Direction 1 -
In the Tor bug thread, why does the commenter share the IRC conversation with arma? Answer in one to three sentences.
Direction 2 -
Reproduce the Tor bug thread word for word from "I had a conversation" to "from the client?".
Direction 3 -
In the Tor bug thread, which keywords is the ticket tagged with?
==== Selected passage
[tor-bugs] #21394 [Core Tor/Tor]: connection timeouts are affecting Tor Browser usability

Tor Bug Tracker & Wiki blackhole at torproject.org
Wed Feb 8 05:12:09 UTC 2017


#21394: connection timeouts are affecting Tor Browser usability
--------------------------------------------+---------------------
 Reporter:  arthuredelstein                 |          Owner:
     Type:  defect                          |         Status:  new
 Priority:  Medium                          |      Milestone:
Component:  Core Tor/Tor                    |        Version:
 Severity:  Normal                          |     Resolution:
 Keywords:  tbb-performance, tbb-usability  |  Actual Points:
Parent ID:                                  |         Points:
 Reviewer:                                  |        Sponsor:
--------------------------------------------+---------------------

Comment (by arthuredelstein):

 I had a conversation with arma on IRC and he made many good suggestions on
 how to go about investigating this further (reprinted with permission):

 16:49 < arthuredelstein> In general, do connection timeout errors come
 from the exit node, or from the client?
========
==== Data section
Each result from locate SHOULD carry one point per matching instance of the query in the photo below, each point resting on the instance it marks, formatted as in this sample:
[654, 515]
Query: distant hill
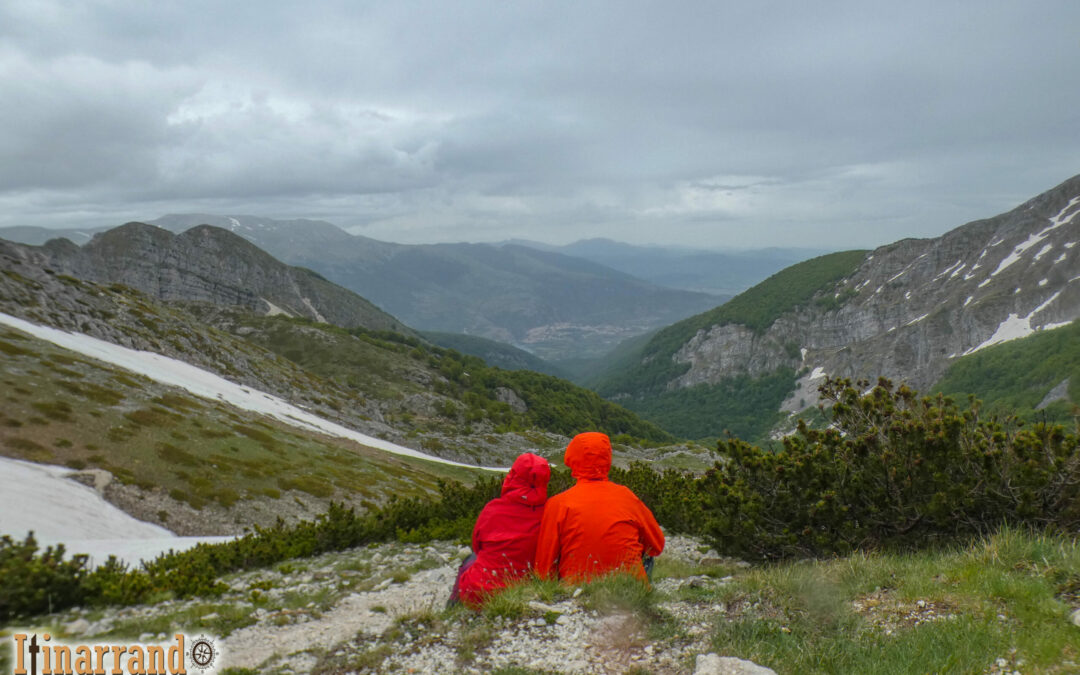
========
Complete answer 1 -
The commenter shares it because arma made many good suggestions in that conversation on how to investigate the connection timeouts further. It is reprinted with permission.

Complete answer 2 -
I had a conversation with arma on IRC and he made many good suggestions on
 how to go about investigating this further (reprinted with permission):

 16:49 < arthuredelstein> In general, do connection timeout errors come
 from the exit node, or from the client?

Complete answer 3 -
tbb-performance and tbb-usability